Work to complete
What follows is a listing to be transcribed exactly.

Stored items
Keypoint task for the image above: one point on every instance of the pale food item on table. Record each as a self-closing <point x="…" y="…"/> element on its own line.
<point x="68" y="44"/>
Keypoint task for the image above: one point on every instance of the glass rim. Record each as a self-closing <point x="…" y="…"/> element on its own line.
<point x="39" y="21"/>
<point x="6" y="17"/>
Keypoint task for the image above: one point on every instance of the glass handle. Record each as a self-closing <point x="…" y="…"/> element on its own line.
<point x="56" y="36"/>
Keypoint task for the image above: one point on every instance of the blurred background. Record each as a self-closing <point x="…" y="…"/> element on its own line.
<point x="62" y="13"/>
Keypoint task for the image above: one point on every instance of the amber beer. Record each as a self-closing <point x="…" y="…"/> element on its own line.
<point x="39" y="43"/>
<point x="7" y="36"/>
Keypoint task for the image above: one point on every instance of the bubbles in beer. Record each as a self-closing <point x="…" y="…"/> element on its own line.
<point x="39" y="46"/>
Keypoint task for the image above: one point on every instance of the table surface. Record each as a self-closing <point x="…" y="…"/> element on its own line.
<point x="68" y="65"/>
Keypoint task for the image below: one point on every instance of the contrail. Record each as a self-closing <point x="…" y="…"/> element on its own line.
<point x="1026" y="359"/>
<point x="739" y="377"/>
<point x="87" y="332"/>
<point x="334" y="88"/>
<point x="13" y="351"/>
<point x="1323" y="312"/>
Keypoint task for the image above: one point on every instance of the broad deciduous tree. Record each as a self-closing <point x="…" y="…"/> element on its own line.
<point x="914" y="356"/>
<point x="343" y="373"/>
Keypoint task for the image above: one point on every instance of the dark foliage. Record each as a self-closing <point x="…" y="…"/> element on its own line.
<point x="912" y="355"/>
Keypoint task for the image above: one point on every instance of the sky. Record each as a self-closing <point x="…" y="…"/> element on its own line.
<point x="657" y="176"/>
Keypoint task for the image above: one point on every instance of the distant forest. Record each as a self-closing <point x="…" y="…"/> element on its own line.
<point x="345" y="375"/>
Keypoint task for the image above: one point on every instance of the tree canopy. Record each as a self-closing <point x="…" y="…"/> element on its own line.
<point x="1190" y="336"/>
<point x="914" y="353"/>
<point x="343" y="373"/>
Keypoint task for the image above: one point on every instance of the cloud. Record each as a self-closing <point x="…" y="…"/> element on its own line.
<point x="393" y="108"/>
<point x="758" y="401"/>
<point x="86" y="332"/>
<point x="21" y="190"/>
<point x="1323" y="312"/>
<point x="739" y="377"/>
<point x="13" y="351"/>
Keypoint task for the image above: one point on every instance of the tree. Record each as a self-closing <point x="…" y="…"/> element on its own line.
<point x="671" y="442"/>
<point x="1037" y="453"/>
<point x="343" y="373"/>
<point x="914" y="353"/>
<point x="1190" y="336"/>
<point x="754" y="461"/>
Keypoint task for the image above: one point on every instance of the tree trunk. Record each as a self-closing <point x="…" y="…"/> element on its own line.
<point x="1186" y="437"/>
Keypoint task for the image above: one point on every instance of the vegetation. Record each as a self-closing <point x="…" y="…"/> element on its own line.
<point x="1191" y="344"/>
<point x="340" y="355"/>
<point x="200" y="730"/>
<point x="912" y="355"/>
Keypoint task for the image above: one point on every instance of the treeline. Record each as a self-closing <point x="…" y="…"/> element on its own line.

Written response
Keypoint task for the image above: one point on every instance of the pale food item on table. Record each as a self-closing <point x="…" y="…"/> element on its own line.
<point x="68" y="44"/>
Keypoint task for the image above: one point on every instance of the glass rim. Record each as a self-closing <point x="…" y="…"/> element on its own line.
<point x="39" y="21"/>
<point x="6" y="17"/>
Keypoint task for the image above: one point on every instance of the glass handle. Record each as a self-closing <point x="…" y="…"/> element on its own line.
<point x="56" y="36"/>
Keypoint task for the image above: one point on every instance of the blurred background. Record each as a self-closing <point x="…" y="…"/> element on its own line.
<point x="62" y="13"/>
Keypoint task for the image above: one point on every instance of the amber beer. Record each as a self-closing <point x="…" y="…"/> element on its own line.
<point x="39" y="43"/>
<point x="7" y="36"/>
Keypoint task for the image above: one point on every instance of the bubbles in beer. Record each as a self-closing <point x="…" y="…"/> element on its own line.
<point x="39" y="46"/>
Keypoint task for the image above: one point on every instance of the table surface. Record each as a self-closing <point x="…" y="…"/> element on its own line.
<point x="68" y="65"/>
Keypoint task for the image below: one point on every instance of the contrail. Record each as a self-closing <point x="…" y="…"/> element on its own line.
<point x="1026" y="359"/>
<point x="739" y="377"/>
<point x="87" y="332"/>
<point x="334" y="88"/>
<point x="13" y="351"/>
<point x="1323" y="312"/>
Keypoint task for the image above: one point on every instance of the broad deciduous tree. Record each as a self-closing <point x="…" y="…"/> element on its own line.
<point x="914" y="356"/>
<point x="343" y="373"/>
Keypoint task for the image above: one point on every instance of the dark foliage. Record each as a self-closing <point x="…" y="…"/> element on its own line.
<point x="912" y="355"/>
Keypoint task for the image above: one point on every instance of the sky. Record each as a self-closing <point x="…" y="…"/> element on its own line.
<point x="657" y="176"/>
Keypoint task for the image above: one point on every instance of the distant forest. Record each as a self-closing <point x="…" y="…"/> element on its own line.
<point x="345" y="375"/>
Keypoint task for the image above: one point on every instance of the tree canopy. Record each as a self-closing <point x="…" y="…"/> element on its own line.
<point x="1190" y="336"/>
<point x="914" y="353"/>
<point x="343" y="373"/>
Keypoint task for the image above: one point on every instance of the cloud. Record each as a self-closing <point x="…" y="…"/> element on its own line.
<point x="393" y="108"/>
<point x="758" y="401"/>
<point x="86" y="332"/>
<point x="21" y="190"/>
<point x="1323" y="312"/>
<point x="739" y="377"/>
<point x="13" y="351"/>
Keypoint task for the image above: one point on every instance of the tree. Record each as a self-closing <point x="…" y="…"/> element on its own line.
<point x="671" y="442"/>
<point x="1037" y="453"/>
<point x="343" y="373"/>
<point x="914" y="353"/>
<point x="1190" y="336"/>
<point x="754" y="461"/>
Keypoint task for the image above: one point on every instance of the tree trunk. Record each as a self-closing <point x="…" y="…"/> element on its own line.
<point x="1186" y="437"/>
Keypoint task for the image above: one point on every instance of the vegetation. Record each as a self-closing <point x="…" y="…"/> element on its own line.
<point x="1191" y="344"/>
<point x="340" y="355"/>
<point x="200" y="730"/>
<point x="912" y="355"/>
Keypoint task for the image above: one point on every instance of the treeline. Record each as a self-closing <point x="…" y="…"/> element on its own line.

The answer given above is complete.